**Stated problem:** Exactly reproduce the entries, dropping any pictures from your copy.

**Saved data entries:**

━━━━━━━━

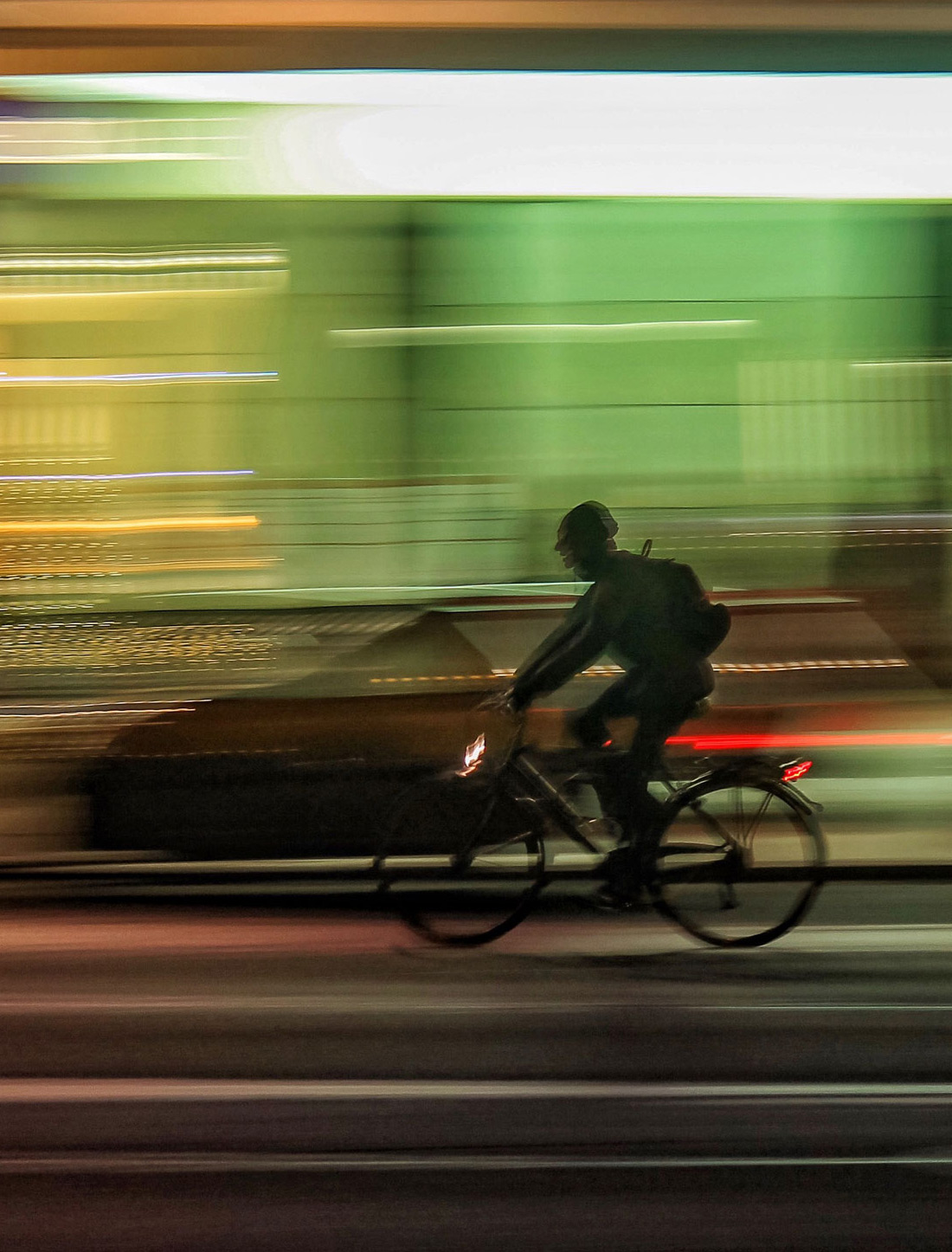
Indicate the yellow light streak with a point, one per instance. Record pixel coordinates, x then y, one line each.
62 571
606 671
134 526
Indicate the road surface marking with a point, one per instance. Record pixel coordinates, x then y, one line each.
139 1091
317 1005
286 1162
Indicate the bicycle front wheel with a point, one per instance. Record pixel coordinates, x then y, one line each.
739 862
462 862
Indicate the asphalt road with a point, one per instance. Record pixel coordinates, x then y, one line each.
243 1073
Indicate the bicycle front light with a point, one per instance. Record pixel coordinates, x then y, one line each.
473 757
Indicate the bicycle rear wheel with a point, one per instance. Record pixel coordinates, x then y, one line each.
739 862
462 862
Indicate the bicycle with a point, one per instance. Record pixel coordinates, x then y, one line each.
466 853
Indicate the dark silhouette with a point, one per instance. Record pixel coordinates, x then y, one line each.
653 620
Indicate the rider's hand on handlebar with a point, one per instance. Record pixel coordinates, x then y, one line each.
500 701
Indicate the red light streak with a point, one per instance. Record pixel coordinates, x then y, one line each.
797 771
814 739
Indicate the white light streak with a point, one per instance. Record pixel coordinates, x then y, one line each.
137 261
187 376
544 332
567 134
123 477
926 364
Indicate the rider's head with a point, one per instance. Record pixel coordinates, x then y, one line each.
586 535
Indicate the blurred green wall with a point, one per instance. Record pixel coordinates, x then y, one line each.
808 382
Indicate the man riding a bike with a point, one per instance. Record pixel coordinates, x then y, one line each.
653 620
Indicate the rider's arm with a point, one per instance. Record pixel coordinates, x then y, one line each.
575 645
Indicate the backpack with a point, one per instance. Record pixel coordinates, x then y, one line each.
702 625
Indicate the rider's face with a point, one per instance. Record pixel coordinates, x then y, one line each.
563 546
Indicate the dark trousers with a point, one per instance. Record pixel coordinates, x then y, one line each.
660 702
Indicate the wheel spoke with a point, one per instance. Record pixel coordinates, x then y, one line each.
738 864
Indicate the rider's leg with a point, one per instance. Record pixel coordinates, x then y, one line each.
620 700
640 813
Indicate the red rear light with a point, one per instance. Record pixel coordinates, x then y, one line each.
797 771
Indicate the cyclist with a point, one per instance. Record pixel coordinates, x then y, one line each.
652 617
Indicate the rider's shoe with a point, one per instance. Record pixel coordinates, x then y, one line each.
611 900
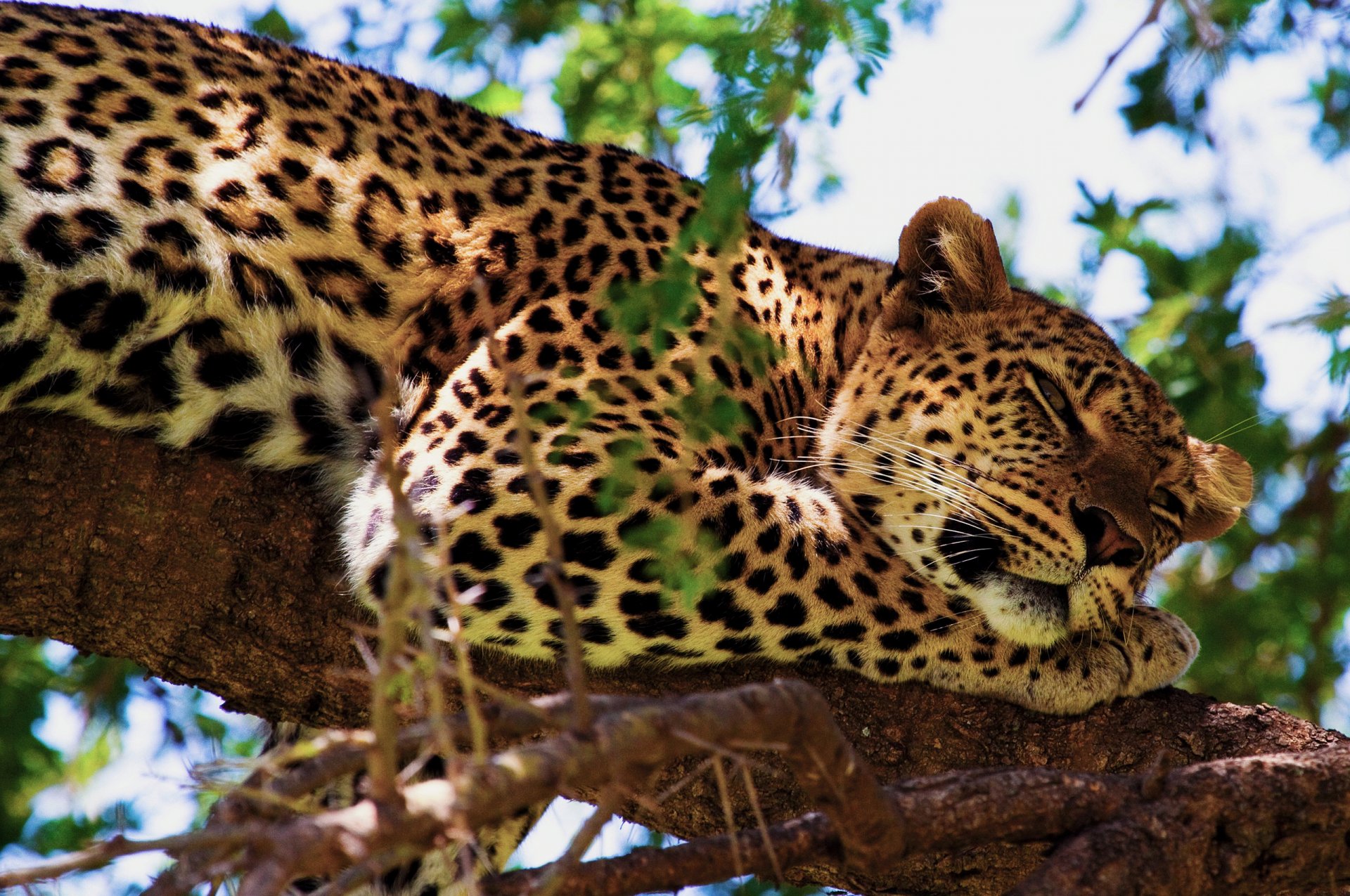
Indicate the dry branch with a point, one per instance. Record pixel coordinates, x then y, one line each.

━━━━━━━━

**Completed exercise:**
Indicate the yellow light streak with a point, one per instance. Record pixel coordinates, x then y, one line each.
62 571
606 671
134 526
Indicate the road surface marking with a point, one per instance. Record pixel coordinates, x then y, one line each.
139 1091
317 1005
286 1162
Indicate the bicycle front wheel with a point, one per instance. Record pixel coordinates, x then y, one line each.
739 862
462 862
Indicate the asphalt road with a point, one per instance. Record pixel coordinates, x then y, one line each.
243 1073
Indicate the bicycle front light with a point, one per instance. Record pixel coordinates, x then y, one line each.
473 757
Indicate the bicycle rear wheel with a point, one per instance. Record pixel coordinates, x then y, one line each.
739 862
462 862
Indicate the bicycle with a point, one per instance. Record pixel coordinates, x then y, one line each.
466 853
Indicate the dark silhouette with a point, one per instance. Record pixel coordinates, x then y, one line each.
653 620
Indicate the rider's hand on handlebar with a point, one per instance. Record pixel coordinates, x then y, one line each.
500 701
Indicate the red light streak with a point, one per instance. Record pixel coordinates, x then y, one line each.
797 771
814 739
Indicate the white light streak with a point, one per instance. Record pixel coordinates, x then y, one line each.
137 261
187 376
544 332
567 134
123 477
926 364
Indicate the rider's head with a point, one per instance. Record pixel coordinates, x then y, one line each.
586 535
Indicate the blurred green wall with a point, one per instance. Record pixel coordinates, x then y, one line each.
808 382
Indicate the man riding a bike with a point, one per instance. Record pixel coordinates, x then y, one line each.
653 620
Indicate the rider's arm with a point, one per instance. Record pixel coordinates, x then y, one line each.
575 645
Indicate the backpack with a point, one per instance. Record pixel coordinates, x then y, one line each.
702 625
Indicate the rider's face with a point, one per instance. Record pixel coordinates, x then y, one line each.
563 546
Indicate the dark trousers with a point, one per instance. Record pixel coordinates, x then y, one line each.
660 702
Indicate the wheel spoke with a point, one per instance. Record pixel coordinates, x then y, one line each.
738 864
Indicate the rider's leg with a point, one per instance. Record pixel coordinates, x then y, one line each.
620 700
640 813
Indicate the red rear light with a point, one per instance. Record pixel coordinates, x then y, one line each.
797 771
Indicate the cyclist with a point, one per instance. Record pixel coordinates, x then y, one line each.
652 617
Indicate the rider's shoe with a point, one per instance. Record pixel coordinates, x then y, one line each.
611 900
Indicate the dry branch with a point, one per instance. Record pixel coordinates, x then y, one line each.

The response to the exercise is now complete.